▶ **Problem to solve**: Repeat exactly the lines from the line containing "Task: locate the blurred figure" to the last line of the listing, including both.

▶ **Data extract**:
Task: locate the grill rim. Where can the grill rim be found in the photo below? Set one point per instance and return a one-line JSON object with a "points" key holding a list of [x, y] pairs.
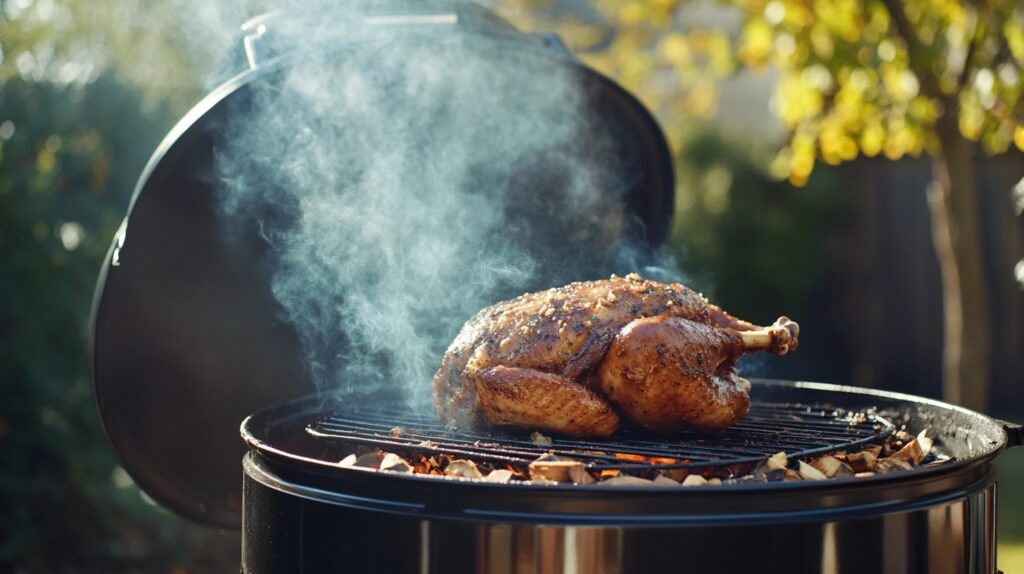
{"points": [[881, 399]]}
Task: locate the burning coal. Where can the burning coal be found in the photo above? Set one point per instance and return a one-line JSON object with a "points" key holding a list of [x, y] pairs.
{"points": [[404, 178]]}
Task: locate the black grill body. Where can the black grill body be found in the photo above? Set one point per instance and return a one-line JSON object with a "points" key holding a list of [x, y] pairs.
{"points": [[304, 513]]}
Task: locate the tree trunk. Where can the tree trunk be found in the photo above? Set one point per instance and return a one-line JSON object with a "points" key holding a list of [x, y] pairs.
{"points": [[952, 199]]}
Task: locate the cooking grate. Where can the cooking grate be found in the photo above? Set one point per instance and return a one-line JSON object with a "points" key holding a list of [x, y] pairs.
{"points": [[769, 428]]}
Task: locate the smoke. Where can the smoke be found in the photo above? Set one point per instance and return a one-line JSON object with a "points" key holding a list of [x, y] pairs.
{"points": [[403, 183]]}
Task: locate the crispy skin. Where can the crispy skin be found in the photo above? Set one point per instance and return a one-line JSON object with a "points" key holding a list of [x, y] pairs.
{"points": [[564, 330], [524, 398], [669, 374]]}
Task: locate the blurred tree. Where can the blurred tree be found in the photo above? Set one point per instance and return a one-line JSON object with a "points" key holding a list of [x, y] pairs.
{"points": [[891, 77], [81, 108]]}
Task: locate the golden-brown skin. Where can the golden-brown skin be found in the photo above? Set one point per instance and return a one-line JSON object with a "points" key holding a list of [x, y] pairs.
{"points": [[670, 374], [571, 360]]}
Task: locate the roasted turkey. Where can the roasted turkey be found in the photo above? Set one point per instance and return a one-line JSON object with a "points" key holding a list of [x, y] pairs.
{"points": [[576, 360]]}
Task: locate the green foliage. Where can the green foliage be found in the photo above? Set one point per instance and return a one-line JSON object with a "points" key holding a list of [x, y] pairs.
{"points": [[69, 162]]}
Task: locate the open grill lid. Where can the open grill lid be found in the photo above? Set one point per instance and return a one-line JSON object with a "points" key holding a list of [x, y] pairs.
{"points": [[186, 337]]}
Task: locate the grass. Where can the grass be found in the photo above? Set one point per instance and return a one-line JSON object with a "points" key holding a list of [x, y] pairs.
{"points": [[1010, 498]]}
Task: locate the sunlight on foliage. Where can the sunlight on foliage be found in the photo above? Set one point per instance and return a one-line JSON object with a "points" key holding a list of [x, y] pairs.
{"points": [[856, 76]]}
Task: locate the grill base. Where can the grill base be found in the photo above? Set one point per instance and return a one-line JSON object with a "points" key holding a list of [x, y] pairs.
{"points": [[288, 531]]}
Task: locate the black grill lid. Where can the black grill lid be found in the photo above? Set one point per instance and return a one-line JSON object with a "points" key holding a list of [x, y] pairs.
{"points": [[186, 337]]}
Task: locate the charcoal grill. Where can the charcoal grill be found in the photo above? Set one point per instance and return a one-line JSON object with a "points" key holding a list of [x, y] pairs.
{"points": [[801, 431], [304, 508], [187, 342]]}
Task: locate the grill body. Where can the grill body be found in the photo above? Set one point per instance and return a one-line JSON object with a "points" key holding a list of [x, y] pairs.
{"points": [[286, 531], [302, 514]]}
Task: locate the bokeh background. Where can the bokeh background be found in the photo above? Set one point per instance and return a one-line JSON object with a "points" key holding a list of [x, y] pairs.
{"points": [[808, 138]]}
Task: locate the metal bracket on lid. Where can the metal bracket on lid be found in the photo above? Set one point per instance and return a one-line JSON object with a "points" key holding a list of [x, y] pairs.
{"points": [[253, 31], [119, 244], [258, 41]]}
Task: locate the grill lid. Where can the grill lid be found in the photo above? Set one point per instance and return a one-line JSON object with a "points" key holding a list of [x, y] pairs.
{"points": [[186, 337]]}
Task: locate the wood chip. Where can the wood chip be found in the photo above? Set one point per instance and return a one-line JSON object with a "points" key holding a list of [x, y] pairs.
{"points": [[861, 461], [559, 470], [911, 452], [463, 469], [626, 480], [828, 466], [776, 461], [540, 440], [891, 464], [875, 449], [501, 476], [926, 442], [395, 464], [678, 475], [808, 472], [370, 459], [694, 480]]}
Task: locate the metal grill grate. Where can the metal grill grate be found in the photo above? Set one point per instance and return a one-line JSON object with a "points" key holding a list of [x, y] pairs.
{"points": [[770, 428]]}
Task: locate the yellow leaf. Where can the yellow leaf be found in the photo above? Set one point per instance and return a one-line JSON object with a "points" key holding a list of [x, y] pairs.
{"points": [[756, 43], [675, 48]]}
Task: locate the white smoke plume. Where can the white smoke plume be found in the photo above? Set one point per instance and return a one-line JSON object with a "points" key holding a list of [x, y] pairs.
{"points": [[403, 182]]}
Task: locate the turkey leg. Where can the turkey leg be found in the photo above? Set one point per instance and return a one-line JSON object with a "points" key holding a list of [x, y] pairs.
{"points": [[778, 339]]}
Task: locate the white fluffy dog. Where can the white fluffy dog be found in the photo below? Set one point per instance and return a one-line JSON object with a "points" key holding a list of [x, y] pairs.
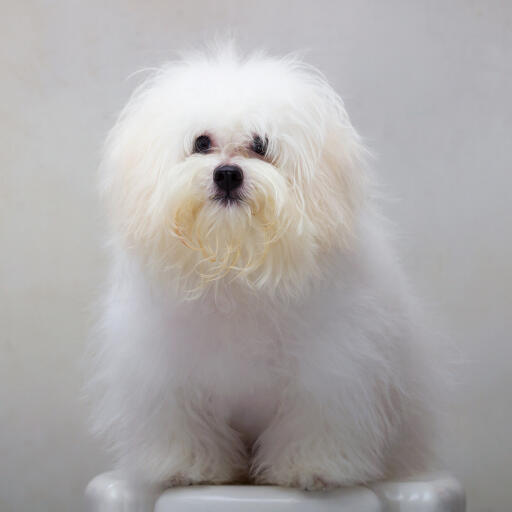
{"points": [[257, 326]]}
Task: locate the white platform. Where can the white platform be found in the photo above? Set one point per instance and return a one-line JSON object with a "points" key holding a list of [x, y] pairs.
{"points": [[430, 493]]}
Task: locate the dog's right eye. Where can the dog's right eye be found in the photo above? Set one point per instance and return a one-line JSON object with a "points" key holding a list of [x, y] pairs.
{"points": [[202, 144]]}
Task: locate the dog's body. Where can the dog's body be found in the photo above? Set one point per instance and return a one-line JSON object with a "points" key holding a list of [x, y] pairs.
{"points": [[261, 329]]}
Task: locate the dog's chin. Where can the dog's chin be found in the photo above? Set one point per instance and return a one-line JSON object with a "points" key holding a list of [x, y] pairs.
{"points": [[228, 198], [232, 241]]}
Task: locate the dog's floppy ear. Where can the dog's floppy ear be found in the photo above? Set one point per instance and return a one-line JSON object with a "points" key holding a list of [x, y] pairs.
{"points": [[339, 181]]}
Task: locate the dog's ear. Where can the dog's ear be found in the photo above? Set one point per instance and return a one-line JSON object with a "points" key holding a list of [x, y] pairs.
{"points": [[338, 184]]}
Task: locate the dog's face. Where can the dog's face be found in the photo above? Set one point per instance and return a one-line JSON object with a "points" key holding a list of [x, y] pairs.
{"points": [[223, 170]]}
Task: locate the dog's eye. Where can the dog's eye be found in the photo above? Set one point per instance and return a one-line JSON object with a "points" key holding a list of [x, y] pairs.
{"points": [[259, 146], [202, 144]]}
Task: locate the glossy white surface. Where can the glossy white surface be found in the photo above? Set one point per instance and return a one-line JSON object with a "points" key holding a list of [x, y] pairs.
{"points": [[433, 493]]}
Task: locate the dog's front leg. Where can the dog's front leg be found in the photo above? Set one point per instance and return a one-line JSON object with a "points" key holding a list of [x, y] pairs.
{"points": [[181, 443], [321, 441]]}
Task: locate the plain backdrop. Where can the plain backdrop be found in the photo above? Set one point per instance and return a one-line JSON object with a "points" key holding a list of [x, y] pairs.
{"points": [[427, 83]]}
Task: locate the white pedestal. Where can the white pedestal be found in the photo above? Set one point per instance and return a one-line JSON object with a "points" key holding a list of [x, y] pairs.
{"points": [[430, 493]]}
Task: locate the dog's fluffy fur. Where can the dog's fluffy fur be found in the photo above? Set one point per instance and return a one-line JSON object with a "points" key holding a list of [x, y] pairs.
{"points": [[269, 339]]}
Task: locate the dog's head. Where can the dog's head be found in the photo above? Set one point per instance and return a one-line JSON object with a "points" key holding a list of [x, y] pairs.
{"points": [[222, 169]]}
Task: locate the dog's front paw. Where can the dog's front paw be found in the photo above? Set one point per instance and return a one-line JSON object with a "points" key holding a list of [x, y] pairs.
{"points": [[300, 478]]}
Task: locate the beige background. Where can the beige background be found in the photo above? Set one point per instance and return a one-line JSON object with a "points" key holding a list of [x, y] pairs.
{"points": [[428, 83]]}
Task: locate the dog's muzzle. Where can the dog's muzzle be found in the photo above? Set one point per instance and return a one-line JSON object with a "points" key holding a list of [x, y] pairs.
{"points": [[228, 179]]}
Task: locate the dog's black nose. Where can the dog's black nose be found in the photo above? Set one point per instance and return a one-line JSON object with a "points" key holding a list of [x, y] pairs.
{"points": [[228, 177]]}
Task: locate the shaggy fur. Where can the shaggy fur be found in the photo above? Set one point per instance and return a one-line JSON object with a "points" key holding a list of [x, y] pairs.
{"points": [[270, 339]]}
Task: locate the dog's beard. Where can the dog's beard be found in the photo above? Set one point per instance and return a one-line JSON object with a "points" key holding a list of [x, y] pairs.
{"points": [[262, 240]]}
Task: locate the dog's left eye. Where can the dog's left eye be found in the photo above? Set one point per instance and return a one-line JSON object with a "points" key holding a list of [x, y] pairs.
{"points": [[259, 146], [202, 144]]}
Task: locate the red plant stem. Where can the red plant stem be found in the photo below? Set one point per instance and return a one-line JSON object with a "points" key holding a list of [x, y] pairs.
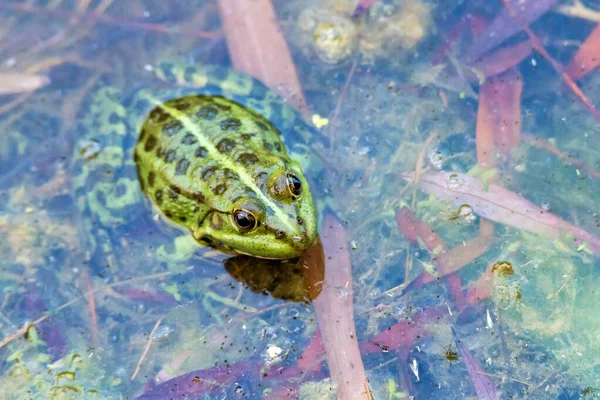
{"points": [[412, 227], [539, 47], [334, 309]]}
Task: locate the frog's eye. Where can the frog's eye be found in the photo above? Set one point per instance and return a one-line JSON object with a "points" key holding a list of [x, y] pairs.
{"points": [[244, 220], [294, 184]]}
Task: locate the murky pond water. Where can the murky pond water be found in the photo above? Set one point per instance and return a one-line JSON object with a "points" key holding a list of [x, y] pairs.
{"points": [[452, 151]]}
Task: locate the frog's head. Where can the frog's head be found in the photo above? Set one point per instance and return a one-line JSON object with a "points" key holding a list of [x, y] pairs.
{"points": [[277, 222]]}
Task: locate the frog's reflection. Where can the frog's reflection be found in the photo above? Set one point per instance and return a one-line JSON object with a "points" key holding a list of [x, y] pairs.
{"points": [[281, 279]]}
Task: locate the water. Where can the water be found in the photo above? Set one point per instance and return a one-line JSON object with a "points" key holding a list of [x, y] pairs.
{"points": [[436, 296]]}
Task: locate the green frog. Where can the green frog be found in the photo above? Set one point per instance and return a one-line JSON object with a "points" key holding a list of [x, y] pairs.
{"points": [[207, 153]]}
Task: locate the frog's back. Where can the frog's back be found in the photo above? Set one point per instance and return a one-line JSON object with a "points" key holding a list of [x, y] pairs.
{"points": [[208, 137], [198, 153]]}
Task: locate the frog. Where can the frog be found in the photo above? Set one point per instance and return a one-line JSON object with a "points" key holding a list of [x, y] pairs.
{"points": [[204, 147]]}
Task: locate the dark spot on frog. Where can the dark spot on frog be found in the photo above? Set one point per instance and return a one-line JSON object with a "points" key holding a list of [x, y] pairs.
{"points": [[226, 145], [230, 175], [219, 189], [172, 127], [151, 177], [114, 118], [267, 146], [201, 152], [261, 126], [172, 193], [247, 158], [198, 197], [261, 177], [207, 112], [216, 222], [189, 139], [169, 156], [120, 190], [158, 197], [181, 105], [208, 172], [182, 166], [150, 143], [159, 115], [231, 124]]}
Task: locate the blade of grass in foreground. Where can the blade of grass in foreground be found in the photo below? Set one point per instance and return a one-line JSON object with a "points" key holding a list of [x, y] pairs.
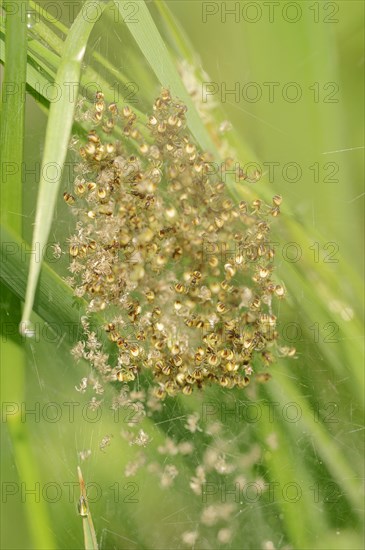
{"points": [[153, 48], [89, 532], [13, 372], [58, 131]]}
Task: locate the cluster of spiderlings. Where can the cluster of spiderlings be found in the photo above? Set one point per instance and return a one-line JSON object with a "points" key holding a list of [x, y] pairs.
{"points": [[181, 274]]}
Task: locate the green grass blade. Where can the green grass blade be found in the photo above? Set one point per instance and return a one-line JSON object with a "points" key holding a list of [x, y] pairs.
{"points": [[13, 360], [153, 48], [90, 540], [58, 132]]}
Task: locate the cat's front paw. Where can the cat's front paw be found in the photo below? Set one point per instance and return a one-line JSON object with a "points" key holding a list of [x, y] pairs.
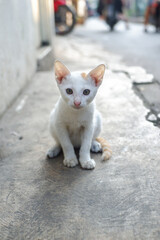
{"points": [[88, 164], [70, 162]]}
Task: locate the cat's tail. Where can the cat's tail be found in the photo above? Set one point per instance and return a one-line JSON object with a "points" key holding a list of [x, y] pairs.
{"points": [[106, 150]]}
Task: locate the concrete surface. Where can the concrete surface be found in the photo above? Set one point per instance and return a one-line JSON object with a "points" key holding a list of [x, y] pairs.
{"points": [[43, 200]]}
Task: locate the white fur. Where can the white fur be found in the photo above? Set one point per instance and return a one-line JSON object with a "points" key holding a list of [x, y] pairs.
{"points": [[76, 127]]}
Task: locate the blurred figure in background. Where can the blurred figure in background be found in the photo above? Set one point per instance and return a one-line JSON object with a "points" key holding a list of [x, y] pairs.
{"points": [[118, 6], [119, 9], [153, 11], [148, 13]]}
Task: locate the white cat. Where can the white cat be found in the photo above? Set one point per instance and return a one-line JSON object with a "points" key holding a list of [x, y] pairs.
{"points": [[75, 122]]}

▶ **The response**:
Task: locate the blurred figure in background. Where can the blurred figure in background be found in the photo above? Set one point per instance and return a one-line JSON object with a "points" key holding a list of [x, y] pairs.
{"points": [[118, 6], [119, 9], [153, 11], [148, 13]]}
Task: locate the white cat. Where can the white cat be found in the photo above? Set one point per instance and return a one-line JSON object with a "points" key holding a list of [x, y] pairs.
{"points": [[75, 122]]}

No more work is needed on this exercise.